* _Task requirements_: Only one stretch of the data below should be repeated: the lines from the line containing "Target: white shirt" through the line containing "203, y: 326", inclusive, exactly as they are.

***** Dataset records

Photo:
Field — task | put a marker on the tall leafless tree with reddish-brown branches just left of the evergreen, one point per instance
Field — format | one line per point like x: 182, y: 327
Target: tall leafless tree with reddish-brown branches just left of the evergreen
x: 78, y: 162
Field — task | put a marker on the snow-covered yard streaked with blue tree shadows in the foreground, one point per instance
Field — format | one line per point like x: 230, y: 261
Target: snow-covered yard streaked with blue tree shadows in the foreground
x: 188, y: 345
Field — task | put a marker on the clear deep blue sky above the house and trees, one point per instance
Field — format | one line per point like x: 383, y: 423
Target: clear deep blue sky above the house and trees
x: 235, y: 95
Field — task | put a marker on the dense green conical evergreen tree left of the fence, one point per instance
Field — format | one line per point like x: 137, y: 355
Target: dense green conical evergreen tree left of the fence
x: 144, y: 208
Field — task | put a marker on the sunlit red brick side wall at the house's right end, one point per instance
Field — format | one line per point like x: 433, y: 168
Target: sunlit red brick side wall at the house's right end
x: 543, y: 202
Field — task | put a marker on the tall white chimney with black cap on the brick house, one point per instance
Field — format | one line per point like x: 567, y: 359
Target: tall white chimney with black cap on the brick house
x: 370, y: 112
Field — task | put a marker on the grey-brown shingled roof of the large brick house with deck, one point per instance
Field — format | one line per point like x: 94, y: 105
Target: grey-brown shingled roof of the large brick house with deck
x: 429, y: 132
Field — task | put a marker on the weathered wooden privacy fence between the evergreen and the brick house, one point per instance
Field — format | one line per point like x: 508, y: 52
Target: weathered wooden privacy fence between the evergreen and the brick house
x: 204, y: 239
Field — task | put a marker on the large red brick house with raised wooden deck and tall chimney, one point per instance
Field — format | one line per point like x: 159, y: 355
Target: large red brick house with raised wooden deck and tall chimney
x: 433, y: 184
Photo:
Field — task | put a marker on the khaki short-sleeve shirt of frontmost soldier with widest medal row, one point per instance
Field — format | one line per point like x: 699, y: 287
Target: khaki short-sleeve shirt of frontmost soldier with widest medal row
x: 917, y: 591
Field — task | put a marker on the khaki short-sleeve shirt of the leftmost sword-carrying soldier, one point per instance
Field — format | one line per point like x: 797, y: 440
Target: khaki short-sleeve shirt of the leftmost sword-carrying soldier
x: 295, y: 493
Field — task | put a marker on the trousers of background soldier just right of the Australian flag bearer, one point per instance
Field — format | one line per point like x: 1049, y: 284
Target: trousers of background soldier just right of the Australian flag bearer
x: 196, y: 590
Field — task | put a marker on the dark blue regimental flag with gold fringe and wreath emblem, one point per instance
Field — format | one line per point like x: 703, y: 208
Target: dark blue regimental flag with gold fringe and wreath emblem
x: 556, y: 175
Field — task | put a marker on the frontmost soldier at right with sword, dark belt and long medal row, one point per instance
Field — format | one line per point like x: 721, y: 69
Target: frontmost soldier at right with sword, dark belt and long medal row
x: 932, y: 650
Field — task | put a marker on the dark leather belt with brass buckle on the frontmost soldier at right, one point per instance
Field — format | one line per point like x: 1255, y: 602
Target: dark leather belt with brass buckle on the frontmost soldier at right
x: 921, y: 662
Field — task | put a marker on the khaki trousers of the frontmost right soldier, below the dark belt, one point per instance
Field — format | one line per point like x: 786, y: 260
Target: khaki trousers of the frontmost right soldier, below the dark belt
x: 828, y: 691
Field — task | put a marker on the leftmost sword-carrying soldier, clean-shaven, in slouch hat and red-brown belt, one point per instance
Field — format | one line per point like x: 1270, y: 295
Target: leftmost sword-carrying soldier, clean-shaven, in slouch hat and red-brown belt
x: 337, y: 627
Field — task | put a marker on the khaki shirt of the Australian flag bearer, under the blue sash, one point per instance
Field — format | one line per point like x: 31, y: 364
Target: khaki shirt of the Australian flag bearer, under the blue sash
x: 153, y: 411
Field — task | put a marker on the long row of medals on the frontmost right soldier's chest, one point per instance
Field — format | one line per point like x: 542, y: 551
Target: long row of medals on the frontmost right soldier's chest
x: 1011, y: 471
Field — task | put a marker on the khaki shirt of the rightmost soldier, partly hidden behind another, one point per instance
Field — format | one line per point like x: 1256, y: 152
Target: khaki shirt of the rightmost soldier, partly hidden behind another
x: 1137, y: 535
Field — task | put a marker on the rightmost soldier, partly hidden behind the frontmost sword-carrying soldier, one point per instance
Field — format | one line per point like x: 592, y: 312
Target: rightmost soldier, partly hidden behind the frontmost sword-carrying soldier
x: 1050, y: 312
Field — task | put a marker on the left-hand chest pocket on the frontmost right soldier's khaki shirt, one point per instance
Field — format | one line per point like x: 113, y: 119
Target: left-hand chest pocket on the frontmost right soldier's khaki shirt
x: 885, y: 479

**********
***** Dataset records

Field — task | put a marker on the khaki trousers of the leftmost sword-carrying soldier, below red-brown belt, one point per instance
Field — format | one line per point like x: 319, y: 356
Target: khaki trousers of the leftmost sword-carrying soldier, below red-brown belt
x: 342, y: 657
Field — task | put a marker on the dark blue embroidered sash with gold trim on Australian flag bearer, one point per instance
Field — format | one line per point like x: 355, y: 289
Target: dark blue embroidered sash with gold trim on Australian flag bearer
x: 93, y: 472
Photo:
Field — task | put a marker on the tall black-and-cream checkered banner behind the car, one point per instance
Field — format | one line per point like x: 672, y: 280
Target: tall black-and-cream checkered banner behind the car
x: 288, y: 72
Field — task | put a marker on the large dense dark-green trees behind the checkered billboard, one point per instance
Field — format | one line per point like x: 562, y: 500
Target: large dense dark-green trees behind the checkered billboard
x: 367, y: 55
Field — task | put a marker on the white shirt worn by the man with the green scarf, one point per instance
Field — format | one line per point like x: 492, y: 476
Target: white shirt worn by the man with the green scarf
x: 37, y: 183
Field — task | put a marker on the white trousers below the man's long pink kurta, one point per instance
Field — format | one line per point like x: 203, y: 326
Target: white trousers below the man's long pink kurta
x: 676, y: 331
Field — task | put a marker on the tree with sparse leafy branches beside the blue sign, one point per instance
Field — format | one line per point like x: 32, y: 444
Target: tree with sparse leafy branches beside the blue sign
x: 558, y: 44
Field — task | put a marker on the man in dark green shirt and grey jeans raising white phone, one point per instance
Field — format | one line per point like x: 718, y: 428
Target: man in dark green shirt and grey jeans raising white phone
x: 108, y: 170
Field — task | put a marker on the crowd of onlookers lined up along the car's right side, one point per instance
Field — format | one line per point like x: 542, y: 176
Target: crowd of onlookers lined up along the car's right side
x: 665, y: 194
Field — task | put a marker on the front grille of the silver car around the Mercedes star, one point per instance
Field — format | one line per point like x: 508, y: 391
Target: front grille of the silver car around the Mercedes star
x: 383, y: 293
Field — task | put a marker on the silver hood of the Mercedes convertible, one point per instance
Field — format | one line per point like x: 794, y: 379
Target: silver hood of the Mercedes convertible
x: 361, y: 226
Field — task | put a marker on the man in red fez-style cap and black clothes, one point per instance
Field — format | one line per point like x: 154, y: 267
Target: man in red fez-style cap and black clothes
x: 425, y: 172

**********
***** Dataset records

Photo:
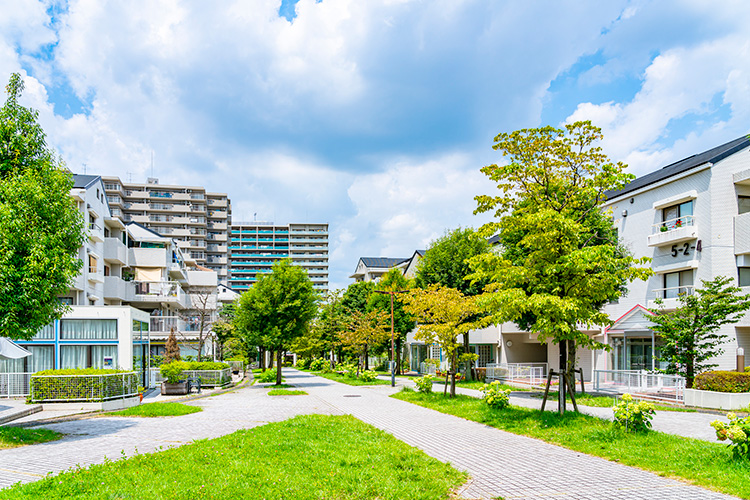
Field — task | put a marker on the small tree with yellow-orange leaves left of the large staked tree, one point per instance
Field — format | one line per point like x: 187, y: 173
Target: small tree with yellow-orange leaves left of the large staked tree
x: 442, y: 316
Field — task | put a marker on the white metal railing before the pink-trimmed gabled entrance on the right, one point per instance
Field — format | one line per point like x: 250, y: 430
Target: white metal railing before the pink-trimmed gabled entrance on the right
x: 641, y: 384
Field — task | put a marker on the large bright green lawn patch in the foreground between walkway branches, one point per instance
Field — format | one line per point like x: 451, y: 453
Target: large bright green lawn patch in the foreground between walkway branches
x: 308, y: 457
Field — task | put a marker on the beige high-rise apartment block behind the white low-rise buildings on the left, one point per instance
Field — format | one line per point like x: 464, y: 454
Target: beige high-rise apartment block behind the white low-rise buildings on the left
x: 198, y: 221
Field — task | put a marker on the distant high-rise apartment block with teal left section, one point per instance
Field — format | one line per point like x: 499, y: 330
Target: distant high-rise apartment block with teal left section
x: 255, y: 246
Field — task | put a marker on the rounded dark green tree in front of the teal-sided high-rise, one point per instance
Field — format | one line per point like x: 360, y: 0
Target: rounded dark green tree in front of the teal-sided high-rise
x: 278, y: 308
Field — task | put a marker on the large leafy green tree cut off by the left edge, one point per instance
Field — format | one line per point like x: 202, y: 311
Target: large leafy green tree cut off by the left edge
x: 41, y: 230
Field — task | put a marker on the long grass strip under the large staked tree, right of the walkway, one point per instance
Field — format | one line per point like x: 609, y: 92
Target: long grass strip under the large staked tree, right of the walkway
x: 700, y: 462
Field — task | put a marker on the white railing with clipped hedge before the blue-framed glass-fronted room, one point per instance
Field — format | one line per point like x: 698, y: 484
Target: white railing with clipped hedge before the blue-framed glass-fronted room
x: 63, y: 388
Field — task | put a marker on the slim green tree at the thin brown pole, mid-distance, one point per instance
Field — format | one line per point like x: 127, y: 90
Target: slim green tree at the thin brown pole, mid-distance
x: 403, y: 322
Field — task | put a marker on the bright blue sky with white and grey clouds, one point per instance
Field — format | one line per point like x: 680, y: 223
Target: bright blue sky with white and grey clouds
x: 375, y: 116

**********

* _Task result_:
Target: white shirt worn by the man with the green scarf
x: 37, y: 183
Field — task | put a marker on the white trousers below the man's long pink kurta, one point per instance
Field — format | one line per point like x: 203, y: 326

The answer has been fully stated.